TASK
Could you reproduce the material below word for word, starting at the line containing "target: **blue sky**" and ending after the line containing "0), (427, 61)]]"?

====== RECORDS FOR THIS TASK

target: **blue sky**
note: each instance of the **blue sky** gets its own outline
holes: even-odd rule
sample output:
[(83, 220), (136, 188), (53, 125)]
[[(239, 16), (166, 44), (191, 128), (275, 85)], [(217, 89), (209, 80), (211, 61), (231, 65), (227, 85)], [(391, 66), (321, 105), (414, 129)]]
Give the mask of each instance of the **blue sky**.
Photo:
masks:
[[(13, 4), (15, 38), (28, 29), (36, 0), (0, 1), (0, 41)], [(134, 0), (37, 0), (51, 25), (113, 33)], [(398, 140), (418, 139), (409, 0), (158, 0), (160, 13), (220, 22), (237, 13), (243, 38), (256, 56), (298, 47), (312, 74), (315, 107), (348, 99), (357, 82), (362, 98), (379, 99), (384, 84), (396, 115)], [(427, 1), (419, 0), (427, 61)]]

============
====== RECORDS FOR THIS TASK

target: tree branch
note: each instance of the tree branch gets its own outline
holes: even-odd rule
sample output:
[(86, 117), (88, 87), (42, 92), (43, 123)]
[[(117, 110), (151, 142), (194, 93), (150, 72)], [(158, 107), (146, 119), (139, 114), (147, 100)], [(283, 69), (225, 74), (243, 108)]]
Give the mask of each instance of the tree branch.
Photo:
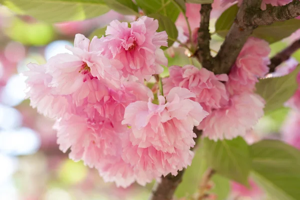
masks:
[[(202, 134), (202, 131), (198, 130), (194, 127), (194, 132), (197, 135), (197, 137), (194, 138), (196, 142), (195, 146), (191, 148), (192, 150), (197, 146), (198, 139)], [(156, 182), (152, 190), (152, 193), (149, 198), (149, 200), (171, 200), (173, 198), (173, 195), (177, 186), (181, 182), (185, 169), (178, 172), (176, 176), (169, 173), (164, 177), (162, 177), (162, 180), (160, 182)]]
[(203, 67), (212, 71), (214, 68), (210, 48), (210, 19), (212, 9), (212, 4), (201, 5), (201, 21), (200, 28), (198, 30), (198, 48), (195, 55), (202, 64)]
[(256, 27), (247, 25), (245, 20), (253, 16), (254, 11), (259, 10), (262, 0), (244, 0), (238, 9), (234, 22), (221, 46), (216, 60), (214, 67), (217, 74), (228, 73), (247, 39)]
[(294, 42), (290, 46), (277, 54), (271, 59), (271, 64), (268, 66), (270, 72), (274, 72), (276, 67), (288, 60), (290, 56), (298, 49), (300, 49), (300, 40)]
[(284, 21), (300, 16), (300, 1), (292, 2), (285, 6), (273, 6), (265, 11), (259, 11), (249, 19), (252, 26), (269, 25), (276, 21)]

============

THE ANSWER
target: **blue sky**
note: each instance of the **blue sky** gets its own outline
holes: even-odd rule
sample output:
[(83, 220), (136, 188), (53, 125)]
[[(239, 16), (166, 44), (191, 128), (275, 85)], [(217, 89), (209, 80), (211, 61), (231, 65), (227, 85)], [(391, 66), (321, 105), (414, 129)]]
Give the mask of each instance of the **blue sky**.
Photo:
masks:
[[(13, 4), (15, 38), (28, 29), (36, 0), (0, 1), (0, 41)], [(134, 0), (37, 0), (51, 25), (113, 33)], [(398, 140), (418, 139), (409, 0), (158, 0), (160, 13), (220, 22), (237, 13), (243, 38), (256, 56), (298, 47), (312, 74), (315, 107), (348, 99), (357, 82), (362, 98), (379, 99), (384, 84), (396, 115)], [(427, 1), (419, 0), (427, 61)]]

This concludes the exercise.